##### Information given

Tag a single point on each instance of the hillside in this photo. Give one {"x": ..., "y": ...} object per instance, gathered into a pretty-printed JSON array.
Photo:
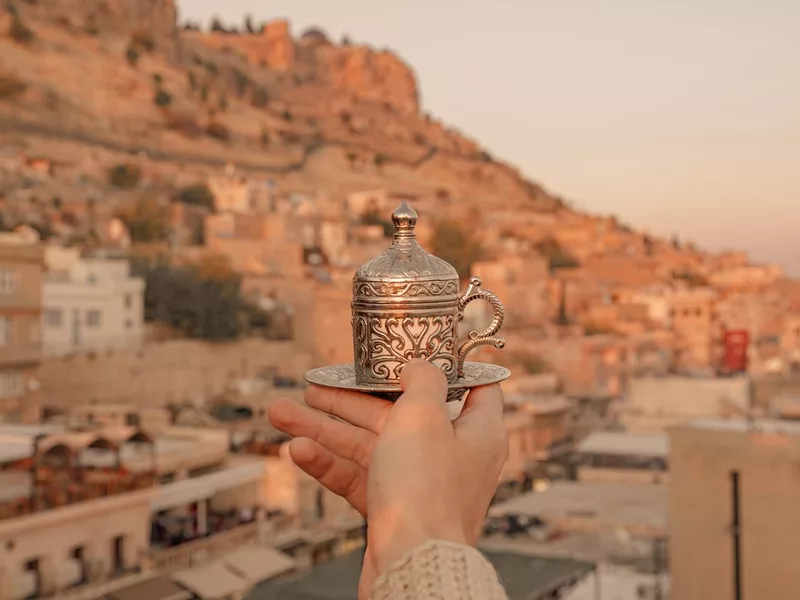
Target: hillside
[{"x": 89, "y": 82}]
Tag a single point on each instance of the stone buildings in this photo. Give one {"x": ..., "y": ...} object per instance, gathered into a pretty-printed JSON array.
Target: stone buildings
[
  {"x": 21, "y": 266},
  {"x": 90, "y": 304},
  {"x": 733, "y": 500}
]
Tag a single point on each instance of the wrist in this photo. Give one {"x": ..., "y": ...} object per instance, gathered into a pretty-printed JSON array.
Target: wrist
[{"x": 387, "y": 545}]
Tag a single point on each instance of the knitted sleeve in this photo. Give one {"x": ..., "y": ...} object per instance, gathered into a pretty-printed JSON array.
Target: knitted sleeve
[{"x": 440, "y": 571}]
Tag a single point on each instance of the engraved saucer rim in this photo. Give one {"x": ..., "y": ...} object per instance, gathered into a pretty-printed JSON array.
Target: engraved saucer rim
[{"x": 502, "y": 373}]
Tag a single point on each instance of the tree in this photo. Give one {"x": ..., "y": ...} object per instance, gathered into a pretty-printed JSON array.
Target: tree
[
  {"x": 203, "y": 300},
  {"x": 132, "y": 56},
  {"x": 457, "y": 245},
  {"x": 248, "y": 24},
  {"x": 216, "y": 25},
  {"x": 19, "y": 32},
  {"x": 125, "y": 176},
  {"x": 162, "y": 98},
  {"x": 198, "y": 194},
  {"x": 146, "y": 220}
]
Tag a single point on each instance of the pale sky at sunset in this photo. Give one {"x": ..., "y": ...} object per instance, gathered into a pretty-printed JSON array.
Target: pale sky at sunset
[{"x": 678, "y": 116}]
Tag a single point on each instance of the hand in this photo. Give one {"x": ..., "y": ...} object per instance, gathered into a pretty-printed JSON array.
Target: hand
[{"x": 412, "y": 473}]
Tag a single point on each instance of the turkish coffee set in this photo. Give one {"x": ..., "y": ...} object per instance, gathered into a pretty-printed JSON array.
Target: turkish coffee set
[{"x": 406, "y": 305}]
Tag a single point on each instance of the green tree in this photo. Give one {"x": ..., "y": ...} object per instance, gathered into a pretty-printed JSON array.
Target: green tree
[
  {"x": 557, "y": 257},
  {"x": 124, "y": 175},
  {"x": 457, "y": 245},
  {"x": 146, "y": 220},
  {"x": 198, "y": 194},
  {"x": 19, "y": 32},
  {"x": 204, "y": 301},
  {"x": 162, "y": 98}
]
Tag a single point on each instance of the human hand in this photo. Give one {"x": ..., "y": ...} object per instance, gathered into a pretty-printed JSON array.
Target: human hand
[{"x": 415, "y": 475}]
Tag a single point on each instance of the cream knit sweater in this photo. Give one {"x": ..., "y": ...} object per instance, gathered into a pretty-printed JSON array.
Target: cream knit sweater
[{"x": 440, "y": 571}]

##########
##### Information given

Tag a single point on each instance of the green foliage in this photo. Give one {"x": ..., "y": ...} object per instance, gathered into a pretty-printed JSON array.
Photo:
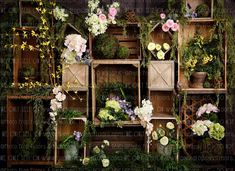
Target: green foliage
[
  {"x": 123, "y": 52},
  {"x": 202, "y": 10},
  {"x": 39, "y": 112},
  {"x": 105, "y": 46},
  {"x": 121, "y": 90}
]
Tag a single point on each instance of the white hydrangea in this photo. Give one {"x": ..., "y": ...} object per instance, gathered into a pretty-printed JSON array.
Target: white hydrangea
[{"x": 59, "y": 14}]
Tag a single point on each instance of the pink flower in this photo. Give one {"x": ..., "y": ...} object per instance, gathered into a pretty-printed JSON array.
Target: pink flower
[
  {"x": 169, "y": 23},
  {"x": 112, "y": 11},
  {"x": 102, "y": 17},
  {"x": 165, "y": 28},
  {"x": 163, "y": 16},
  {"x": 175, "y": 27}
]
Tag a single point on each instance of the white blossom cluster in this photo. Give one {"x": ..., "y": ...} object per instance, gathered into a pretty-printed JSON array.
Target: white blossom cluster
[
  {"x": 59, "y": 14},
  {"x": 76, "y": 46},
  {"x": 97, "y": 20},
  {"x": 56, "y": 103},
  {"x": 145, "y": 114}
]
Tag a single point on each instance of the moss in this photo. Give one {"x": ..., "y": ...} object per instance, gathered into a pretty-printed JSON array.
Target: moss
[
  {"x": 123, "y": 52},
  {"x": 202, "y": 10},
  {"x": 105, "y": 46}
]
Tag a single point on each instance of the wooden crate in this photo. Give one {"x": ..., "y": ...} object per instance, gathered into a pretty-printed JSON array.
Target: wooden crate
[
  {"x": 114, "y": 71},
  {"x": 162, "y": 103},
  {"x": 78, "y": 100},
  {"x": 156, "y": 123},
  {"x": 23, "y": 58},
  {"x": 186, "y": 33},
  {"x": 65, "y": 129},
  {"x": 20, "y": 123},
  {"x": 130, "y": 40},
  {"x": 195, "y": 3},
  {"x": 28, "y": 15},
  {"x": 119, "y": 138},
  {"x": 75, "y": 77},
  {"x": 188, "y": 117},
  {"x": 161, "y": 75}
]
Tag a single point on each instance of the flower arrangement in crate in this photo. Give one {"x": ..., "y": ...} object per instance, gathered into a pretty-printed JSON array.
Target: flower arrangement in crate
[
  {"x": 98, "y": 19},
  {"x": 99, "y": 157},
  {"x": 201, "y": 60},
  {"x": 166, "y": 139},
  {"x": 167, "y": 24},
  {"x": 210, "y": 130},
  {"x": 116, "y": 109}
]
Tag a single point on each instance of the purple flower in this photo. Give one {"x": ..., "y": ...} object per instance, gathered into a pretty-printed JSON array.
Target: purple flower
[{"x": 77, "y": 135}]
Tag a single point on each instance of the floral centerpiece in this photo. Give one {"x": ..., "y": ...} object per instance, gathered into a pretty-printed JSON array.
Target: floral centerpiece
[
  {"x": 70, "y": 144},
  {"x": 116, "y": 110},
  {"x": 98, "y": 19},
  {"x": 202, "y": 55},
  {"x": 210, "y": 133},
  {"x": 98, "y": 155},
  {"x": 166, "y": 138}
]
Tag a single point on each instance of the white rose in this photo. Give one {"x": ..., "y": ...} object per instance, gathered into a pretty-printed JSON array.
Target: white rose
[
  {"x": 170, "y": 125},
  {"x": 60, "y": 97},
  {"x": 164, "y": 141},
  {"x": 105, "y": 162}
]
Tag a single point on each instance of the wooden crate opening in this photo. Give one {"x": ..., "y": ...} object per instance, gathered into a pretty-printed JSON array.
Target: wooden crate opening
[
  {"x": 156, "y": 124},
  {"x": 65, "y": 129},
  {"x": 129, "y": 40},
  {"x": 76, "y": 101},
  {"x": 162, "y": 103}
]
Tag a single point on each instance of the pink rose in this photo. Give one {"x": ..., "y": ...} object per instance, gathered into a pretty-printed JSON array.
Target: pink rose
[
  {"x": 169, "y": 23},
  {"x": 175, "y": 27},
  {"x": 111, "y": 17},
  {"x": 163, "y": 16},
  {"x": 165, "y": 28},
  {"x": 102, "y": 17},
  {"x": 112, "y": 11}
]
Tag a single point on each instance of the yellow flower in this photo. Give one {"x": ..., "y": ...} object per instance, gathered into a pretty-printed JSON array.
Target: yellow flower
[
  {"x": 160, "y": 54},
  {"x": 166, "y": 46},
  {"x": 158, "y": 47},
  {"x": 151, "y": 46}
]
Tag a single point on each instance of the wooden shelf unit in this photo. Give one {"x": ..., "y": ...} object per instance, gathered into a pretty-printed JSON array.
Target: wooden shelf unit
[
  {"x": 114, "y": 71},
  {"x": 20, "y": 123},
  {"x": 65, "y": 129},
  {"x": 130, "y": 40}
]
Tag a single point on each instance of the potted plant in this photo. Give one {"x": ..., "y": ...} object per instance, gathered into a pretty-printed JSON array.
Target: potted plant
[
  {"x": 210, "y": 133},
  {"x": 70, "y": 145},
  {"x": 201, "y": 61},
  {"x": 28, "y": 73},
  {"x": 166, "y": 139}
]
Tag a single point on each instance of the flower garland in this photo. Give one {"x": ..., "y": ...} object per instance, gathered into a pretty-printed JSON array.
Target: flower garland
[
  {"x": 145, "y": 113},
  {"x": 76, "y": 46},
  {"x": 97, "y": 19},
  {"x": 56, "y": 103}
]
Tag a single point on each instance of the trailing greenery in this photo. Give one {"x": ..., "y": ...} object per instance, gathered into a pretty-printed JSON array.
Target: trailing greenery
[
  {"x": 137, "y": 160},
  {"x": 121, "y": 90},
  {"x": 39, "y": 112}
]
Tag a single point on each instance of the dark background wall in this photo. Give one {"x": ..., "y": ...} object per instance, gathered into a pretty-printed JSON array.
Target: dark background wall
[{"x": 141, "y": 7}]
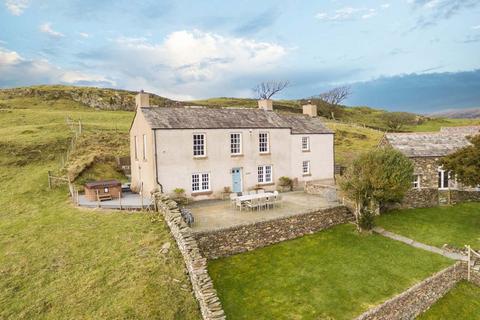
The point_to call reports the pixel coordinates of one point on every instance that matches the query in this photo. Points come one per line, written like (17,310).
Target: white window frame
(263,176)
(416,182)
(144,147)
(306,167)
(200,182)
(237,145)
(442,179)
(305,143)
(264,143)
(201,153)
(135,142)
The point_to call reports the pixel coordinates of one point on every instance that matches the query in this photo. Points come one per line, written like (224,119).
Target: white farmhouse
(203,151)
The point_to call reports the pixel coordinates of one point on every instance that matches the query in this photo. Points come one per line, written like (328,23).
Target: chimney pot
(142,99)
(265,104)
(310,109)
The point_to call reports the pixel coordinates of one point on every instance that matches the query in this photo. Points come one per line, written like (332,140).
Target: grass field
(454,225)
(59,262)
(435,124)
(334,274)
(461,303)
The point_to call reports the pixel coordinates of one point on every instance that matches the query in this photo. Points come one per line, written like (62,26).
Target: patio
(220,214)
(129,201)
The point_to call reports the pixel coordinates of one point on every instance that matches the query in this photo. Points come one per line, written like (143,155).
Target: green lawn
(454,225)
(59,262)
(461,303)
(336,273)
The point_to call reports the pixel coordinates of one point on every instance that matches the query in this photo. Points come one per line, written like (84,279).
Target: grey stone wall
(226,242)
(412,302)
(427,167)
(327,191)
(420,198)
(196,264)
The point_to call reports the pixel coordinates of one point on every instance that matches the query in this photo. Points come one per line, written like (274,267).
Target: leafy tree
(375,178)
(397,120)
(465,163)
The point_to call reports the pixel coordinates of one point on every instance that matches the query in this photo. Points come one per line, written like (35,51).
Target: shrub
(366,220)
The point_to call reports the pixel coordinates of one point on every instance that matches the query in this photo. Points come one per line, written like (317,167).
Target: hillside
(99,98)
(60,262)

##########
##### Information given

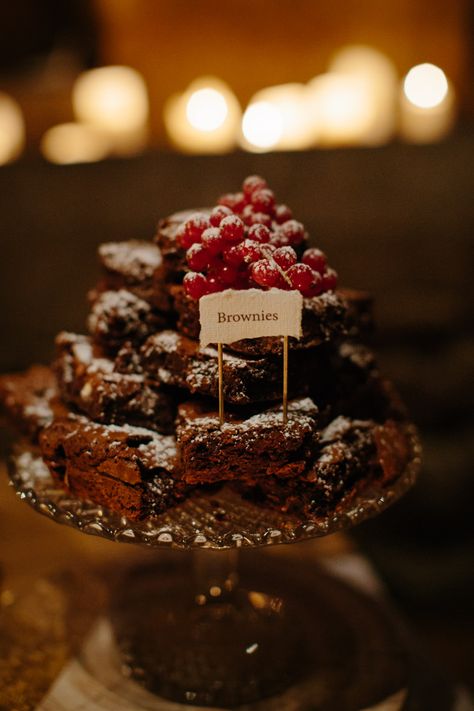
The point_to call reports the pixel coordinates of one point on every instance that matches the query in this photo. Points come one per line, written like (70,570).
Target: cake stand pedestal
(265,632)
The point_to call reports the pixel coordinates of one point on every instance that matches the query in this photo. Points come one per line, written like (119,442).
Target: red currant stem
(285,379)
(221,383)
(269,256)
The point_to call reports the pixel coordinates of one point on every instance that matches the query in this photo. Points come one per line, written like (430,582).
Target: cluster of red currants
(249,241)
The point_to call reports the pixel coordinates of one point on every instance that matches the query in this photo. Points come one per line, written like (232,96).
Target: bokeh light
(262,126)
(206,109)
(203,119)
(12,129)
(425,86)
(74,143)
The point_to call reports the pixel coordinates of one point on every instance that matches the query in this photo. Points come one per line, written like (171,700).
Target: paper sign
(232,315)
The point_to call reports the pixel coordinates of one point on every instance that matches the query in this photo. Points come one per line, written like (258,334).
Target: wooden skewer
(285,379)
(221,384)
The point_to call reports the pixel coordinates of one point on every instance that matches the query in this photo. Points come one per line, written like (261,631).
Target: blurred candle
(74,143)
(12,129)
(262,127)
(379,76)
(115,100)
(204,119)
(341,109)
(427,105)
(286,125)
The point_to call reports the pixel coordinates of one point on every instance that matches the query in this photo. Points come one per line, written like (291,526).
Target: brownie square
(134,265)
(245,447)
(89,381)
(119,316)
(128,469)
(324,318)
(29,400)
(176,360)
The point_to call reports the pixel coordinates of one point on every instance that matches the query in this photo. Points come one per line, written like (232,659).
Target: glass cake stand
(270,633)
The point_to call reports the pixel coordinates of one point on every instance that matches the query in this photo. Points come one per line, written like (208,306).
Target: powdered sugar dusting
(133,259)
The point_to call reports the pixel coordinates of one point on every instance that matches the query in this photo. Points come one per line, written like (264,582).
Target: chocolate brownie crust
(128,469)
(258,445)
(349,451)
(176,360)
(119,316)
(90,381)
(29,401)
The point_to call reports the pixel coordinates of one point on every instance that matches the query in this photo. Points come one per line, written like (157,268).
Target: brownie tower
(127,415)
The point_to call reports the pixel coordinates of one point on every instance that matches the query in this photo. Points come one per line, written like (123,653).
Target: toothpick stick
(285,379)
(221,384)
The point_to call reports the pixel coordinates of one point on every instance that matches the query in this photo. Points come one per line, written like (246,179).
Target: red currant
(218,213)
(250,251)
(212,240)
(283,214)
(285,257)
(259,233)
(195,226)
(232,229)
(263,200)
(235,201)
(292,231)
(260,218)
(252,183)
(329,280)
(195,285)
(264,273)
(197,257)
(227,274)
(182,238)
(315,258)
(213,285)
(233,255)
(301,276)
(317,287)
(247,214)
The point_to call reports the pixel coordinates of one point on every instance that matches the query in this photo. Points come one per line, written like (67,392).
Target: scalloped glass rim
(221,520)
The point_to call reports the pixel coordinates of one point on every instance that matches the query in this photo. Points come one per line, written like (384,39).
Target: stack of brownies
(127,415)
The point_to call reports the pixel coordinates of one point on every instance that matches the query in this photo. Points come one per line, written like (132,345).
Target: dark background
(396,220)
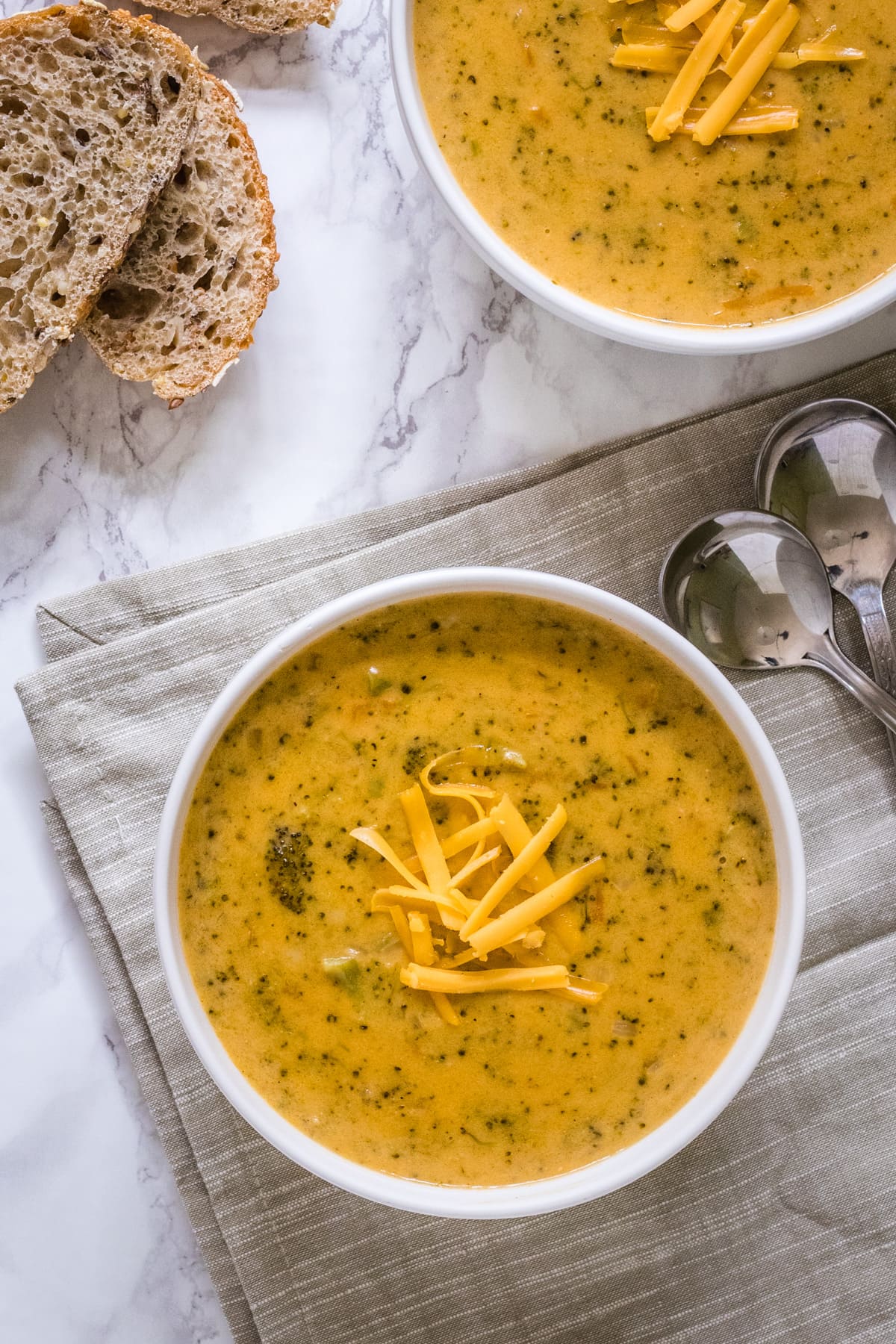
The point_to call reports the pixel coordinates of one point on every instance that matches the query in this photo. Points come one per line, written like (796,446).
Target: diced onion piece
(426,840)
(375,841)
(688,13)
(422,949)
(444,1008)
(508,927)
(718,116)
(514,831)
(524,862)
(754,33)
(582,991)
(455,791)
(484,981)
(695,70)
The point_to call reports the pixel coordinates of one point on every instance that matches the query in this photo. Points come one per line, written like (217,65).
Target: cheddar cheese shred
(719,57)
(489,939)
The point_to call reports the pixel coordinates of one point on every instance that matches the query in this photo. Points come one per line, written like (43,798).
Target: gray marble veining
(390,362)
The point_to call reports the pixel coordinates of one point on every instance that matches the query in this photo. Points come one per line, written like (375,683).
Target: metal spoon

##########

### Exercise description
Could you reproduce exactly the lines of the entries above, from the one with "Target: cluster of red currants" through the one with "written like (261,631).", and nothing else?

### Answer to the problem
Target: cluster of red currants
(249,241)
The point_to call reports the pixel coordinates of one point on every instance that matches the query in this photo. Points come one per line, written like (232,96).
Target: bokeh light
(262,126)
(206,109)
(203,119)
(12,129)
(425,86)
(74,143)
The point_to call reports the pixel coordinates of one point on every instance that matches the query in this photo. Points come one per line, written like (171,700).
Target: paper sign
(232,315)
The point_to call reports the pixel coordinates of one point on every instance that matches the query in this photo. Points come one per line, written like (258,334).
Target: wooden skewer
(285,379)
(221,384)
The point_to call reports the pixel coordinates of one point on every instance that matches the query in this photo. Points come one per line, written like (261,631).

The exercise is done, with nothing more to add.